Entries shown »
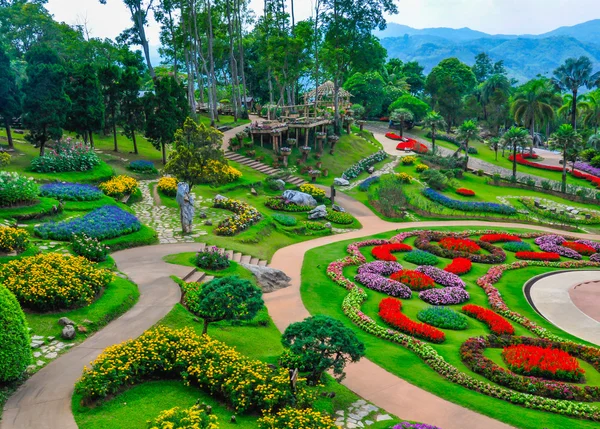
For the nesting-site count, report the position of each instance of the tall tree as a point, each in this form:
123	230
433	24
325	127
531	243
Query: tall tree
45	102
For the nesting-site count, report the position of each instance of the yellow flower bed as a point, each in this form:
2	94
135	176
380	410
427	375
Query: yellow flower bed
244	383
53	281
119	186
13	239
168	186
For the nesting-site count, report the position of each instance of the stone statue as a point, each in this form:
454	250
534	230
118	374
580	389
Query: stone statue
185	199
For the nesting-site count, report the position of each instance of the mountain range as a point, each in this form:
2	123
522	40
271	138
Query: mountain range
525	56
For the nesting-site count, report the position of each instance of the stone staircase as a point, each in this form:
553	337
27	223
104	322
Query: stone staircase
197	276
263	168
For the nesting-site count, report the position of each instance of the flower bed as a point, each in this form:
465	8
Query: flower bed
52	281
498	325
390	310
105	222
245	216
443	317
542	362
459	266
384	251
468	206
413	279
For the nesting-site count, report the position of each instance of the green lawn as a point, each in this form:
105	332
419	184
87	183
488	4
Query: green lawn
322	296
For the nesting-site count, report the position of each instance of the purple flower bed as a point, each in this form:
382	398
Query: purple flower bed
442	277
446	296
383	284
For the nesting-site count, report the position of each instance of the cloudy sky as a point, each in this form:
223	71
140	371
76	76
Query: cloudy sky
491	16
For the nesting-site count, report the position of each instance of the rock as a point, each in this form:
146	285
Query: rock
269	279
68	332
299	198
65	321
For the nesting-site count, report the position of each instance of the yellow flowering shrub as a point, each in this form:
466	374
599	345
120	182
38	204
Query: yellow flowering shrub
53	281
13	239
196	417
244	383
119	186
295	418
168	186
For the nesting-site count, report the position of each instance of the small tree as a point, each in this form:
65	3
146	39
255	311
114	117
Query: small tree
228	298
321	343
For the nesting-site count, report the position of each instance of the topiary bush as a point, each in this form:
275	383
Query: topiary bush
15	350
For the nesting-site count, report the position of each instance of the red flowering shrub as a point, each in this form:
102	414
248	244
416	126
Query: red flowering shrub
499	238
459	266
542	362
497	324
465	192
413	279
390	310
459	245
538	256
580	248
384	251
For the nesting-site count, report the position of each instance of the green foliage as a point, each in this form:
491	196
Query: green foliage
15	348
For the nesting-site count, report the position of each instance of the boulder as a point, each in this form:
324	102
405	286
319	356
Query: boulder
299	198
269	279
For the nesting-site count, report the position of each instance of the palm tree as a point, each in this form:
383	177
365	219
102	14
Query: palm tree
401	116
565	139
513	138
434	121
572	75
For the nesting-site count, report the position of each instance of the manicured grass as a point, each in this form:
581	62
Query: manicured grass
322	296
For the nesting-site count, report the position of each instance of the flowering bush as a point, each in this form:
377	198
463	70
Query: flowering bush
89	248
119	186
212	258
71	191
465	192
446	296
105	222
497	324
413	279
13	239
52	281
459	266
390	310
16	189
66	156
443	317
245	216
468	206
383	252
542	362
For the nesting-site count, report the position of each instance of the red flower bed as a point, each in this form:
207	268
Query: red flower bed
459	245
497	324
390	310
465	192
582	249
499	238
542	362
384	251
459	266
413	279
538	256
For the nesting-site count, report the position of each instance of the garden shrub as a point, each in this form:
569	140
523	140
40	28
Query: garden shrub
102	223
66	156
15	347
71	191
53	281
16	189
443	317
212	258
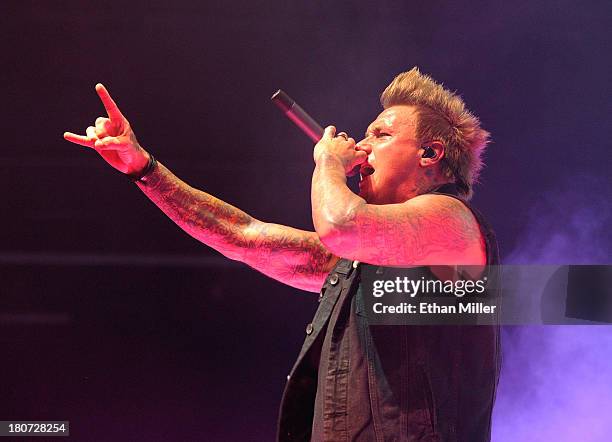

Aim of the task » Would you restate the listing word for word and leave every picture out?

Task solution »
For the nesting-site count, report the position of each instance of the tall tree as a point, each in this form:
123	230
433	24
325	127
531	243
Query: tall tree
45	102
For the nesting-site count, report the position of each instance of the yellow flower bed as a point, each in this form:
2	94
135	176
380	410
427	375
Query: yellow flower bed
244	383
53	281
119	186
13	239
168	186
For the nesting-site count, report the position of each instance of the stone statue as a point, each in this form:
454	250
534	230
118	374
580	389
Query: stone statue
185	199
For the nesting-site count, report the position of each instance of the mountain range as a point, each in this form:
2	123
522	40
271	138
Query: mountain range
525	56
For the nesting-site count, report the position of each instance of the stone staircase as a point, each in this form:
553	337
27	223
104	322
Query: stone staircase
197	276
263	168
For the nesting-site count, report the position of each instance of the flower bed as a point, each in this form:
465	8
Query: flower bed
52	281
498	325
390	310
105	222
245	216
443	317
542	362
459	266
384	251
468	206
413	279
For the nesting-site count, report the position of each instance of the green lawn as a point, each in this form:
105	332
419	184
87	183
488	4
Query: green lawn
322	296
For the nesting-site count, report the position of each instance of the purple flower bed as a point, each in this form:
382	398
Query: purple flower bed
442	277
446	296
383	284
For the nesting-site count, report the position of each instance of the cloudy sky as a point, each in this form:
223	71
140	371
76	76
Query: cloudy sky
491	16
For the nesting-site count, report the position of each instance of the rock as a point, each in this form:
146	285
Query: rock
269	279
68	332
299	198
65	321
For the nesting-site count, report the position of each instance of the yellow flowering shrub as a point, each in this form:
466	374
599	345
120	182
38	204
Query: yellow flowering shrub
53	281
13	239
196	417
244	383
119	186
295	418
168	186
For the nesting-site count, report the position of each instance of the small tree as a point, each in this form:
65	3
146	39
255	311
114	117
Query: small tree
228	298
321	343
For the nesting-site count, report the position of each instance of the topiary bush as a point, each in this form:
275	383
Query: topiary bush
15	350
For the nesting-site count, report the position of each instance of the red flowering shrub as a point, each in this form:
102	414
248	244
416	126
Query: red flowering shrub
499	238
459	266
542	362
497	324
465	192
413	279
390	310
459	245
538	256
580	248
384	251
For the nesting-site count, report the position of each instance of the green foliage as a point, each in this form:
491	196
Query: green foliage
15	348
For the nesting-site count, report the position of each instance of the boulder as a point, each in this form:
324	102
405	286
319	356
Query: boulder
299	198
269	279
For the nesting-site count, report the position of each instance of the palm tree as a point, each in this form:
383	177
365	219
102	14
Query: palm tree
401	116
565	139
513	138
434	121
572	75
For the nesting-site count, report the position of each instance of the manicured grass as a point, each in this form:
581	62
Query: manicured grass
322	296
For the nesting-site count, report the position of each instance of the flowering bush as a point, each in this form:
377	198
463	70
Query: flowering bush
89	248
119	186
212	258
71	191
465	192
446	296
105	222
497	324
413	279
13	239
52	281
459	266
390	310
16	189
66	156
443	317
245	216
468	206
383	252
542	362
For the nesting-site count, report the position of each instance of the red flower bed as a point, each in this form:
207	268
Query: red flower bed
459	245
497	324
390	310
465	192
582	249
499	238
542	362
384	251
459	266
413	279
538	256
For the nesting-site count, report the position of each instance of the garden shrub as a point, each in this form:
569	140
523	140
40	28
Query: garden shrub
102	223
66	156
15	347
71	191
53	281
16	189
443	317
212	258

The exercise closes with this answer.